# Start of Records for the exercise

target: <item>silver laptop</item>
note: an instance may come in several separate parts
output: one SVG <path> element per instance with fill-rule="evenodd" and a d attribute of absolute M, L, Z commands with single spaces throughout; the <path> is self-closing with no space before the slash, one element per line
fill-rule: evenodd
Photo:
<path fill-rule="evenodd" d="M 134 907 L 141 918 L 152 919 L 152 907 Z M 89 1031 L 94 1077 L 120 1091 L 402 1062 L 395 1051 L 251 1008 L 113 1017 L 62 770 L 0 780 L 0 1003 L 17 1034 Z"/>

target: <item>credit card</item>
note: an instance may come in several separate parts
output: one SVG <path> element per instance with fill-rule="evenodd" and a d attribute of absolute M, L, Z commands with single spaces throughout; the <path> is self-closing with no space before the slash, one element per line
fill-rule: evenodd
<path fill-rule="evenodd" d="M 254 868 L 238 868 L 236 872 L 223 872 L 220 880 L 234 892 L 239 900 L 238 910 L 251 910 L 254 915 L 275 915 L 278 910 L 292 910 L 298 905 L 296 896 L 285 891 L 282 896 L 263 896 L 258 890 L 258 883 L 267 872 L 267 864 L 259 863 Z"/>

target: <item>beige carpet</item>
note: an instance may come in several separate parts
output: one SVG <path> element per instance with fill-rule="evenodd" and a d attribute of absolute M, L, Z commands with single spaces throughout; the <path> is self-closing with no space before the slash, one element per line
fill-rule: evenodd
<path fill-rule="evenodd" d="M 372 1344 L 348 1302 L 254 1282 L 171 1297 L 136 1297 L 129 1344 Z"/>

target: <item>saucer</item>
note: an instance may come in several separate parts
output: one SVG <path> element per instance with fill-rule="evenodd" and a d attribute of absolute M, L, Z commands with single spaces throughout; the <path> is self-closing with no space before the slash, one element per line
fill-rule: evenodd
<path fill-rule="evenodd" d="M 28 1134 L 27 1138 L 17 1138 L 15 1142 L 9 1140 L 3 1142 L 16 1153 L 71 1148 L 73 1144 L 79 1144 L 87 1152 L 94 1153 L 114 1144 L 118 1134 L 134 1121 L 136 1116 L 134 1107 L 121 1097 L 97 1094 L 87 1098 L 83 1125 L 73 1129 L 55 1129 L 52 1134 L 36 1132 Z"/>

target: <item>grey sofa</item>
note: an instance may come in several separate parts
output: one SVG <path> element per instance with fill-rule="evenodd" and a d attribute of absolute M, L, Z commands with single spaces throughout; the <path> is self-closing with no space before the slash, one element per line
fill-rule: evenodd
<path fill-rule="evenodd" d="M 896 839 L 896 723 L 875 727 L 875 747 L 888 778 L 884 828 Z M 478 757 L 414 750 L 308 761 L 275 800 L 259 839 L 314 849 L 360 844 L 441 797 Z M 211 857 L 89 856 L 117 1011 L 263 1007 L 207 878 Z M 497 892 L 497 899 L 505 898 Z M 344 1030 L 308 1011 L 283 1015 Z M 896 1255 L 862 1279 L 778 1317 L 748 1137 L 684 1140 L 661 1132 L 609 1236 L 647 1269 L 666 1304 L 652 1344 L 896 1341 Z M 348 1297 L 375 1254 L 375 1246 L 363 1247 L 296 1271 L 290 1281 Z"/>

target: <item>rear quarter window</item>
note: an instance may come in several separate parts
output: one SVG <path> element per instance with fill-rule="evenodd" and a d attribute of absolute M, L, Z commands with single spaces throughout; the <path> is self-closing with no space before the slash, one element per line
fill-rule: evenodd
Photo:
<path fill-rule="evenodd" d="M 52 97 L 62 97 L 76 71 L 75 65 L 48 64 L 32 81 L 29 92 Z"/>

# End of Records for the exercise

* Exercise objective: Put every line of the records above into a JSON list of strings, one string per line, with blank lines left out.

* Worked answer:
[
  "target: <item>silver laptop</item>",
  "note: an instance may come in several separate parts",
  "output: one SVG <path> element per instance with fill-rule=\"evenodd\" and a d attribute of absolute M, L, Z commands with single spaces throughout; the <path> is self-closing with no space before the slash, one element per line",
  "fill-rule: evenodd",
  "Photo:",
  "<path fill-rule=\"evenodd\" d=\"M 134 907 L 141 918 L 152 919 L 152 907 Z M 89 1031 L 94 1077 L 120 1091 L 402 1062 L 395 1051 L 251 1008 L 113 1017 L 62 770 L 0 780 L 0 1003 L 17 1034 Z\"/>",
  "target: <item>credit card</item>",
  "note: an instance may come in several separate parts",
  "output: one SVG <path> element per instance with fill-rule=\"evenodd\" and a d attribute of absolute M, L, Z commands with single spaces throughout; the <path> is self-closing with no space before the slash, one element per line",
  "fill-rule: evenodd",
  "<path fill-rule=\"evenodd\" d=\"M 254 868 L 238 868 L 236 872 L 223 872 L 220 880 L 234 892 L 239 900 L 238 910 L 251 910 L 254 915 L 275 915 L 278 910 L 292 910 L 298 905 L 296 896 L 285 891 L 282 896 L 263 896 L 258 890 L 258 883 L 267 872 L 267 864 L 259 863 Z\"/>",
  "target: <item>beige carpet</item>",
  "note: an instance may come in several separate parts",
  "output: one SVG <path> element per instance with fill-rule=\"evenodd\" and a d attribute of absolute M, L, Z commands with single spaces throughout; the <path> is self-closing with no space before the slash, one element per line",
  "fill-rule: evenodd",
  "<path fill-rule=\"evenodd\" d=\"M 372 1344 L 348 1302 L 254 1282 L 171 1297 L 136 1297 L 129 1344 Z\"/>",
  "target: <item>saucer</item>",
  "note: an instance may come in several separate parts",
  "output: one SVG <path> element per instance with fill-rule=\"evenodd\" and a d attribute of absolute M, L, Z commands with single spaces throughout; the <path> is self-closing with no space before the slash, one element per line",
  "fill-rule: evenodd",
  "<path fill-rule=\"evenodd\" d=\"M 28 1134 L 27 1138 L 17 1138 L 15 1142 L 9 1140 L 3 1142 L 16 1153 L 71 1148 L 73 1144 L 79 1144 L 87 1152 L 94 1153 L 114 1144 L 118 1134 L 134 1121 L 136 1116 L 134 1107 L 121 1097 L 97 1094 L 87 1098 L 83 1125 L 73 1129 L 55 1129 L 52 1134 L 36 1132 Z\"/>",
  "target: <item>grey sofa</item>",
  "note: an instance may come in several separate parts",
  "output: one SVG <path> element per instance with fill-rule=\"evenodd\" and a d attribute of absolute M, L, Z commands with single spaces throughout; the <path> is self-closing with no space before the slash, one element per line",
  "fill-rule: evenodd",
  "<path fill-rule=\"evenodd\" d=\"M 896 839 L 896 723 L 875 727 L 875 747 L 888 778 L 884 828 Z M 478 757 L 414 750 L 308 761 L 275 800 L 259 839 L 314 849 L 360 844 L 441 797 Z M 211 857 L 89 856 L 117 1011 L 263 1007 L 207 878 Z M 497 892 L 497 899 L 505 898 Z M 344 1030 L 308 1011 L 283 1015 Z M 896 1255 L 862 1279 L 778 1317 L 748 1137 L 684 1140 L 661 1132 L 609 1236 L 647 1269 L 666 1304 L 652 1344 L 896 1341 Z M 348 1297 L 375 1254 L 375 1246 L 363 1247 L 296 1271 L 290 1281 Z\"/>",
  "target: <item>rear quarter window</item>",
  "note: an instance may come in several separate parts",
  "output: one SVG <path> element per instance with fill-rule=\"evenodd\" and a d attribute of absolute M, L, Z commands with single spaces throughout; the <path> is self-closing with no space before the slash, one element per line",
  "fill-rule: evenodd",
  "Photo:",
  "<path fill-rule=\"evenodd\" d=\"M 52 97 L 62 97 L 76 71 L 75 65 L 48 64 L 32 81 L 29 92 Z\"/>"
]